Entries from a pointing dataset:

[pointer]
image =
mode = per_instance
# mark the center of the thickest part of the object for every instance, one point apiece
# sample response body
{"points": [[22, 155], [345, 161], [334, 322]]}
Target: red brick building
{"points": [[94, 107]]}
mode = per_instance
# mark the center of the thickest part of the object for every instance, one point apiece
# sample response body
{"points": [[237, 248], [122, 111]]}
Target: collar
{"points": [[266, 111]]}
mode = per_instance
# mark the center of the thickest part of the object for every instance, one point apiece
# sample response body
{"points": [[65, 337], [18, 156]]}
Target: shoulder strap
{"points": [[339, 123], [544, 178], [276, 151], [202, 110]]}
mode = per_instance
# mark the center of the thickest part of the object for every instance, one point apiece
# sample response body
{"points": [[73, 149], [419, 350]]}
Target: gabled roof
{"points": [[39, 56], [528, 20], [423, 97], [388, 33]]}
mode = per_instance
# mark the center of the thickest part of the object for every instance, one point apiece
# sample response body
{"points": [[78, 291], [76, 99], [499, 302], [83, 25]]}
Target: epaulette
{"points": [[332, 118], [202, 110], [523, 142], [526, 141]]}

* * *

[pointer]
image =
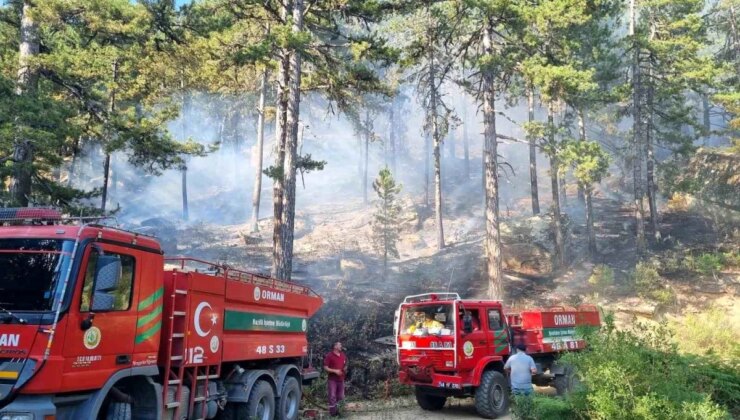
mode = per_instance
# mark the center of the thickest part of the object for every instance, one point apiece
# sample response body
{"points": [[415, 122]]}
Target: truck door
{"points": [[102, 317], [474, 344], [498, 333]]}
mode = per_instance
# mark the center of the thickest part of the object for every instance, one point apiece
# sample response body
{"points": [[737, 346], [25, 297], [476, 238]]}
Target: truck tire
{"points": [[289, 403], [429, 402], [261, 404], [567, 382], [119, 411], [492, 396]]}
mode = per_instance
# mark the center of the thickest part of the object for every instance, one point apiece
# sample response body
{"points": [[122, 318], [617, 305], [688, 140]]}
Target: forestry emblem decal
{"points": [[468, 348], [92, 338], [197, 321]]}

--

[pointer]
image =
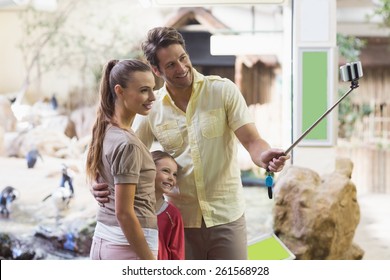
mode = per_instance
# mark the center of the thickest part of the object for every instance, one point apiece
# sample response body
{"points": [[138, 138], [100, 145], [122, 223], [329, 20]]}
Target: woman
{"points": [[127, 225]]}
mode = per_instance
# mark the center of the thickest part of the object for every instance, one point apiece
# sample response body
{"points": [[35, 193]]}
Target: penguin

*Short task*
Collect each line of the entries above that contains the string "truck".

*Exercise response*
Target: truck door
Target: truck tire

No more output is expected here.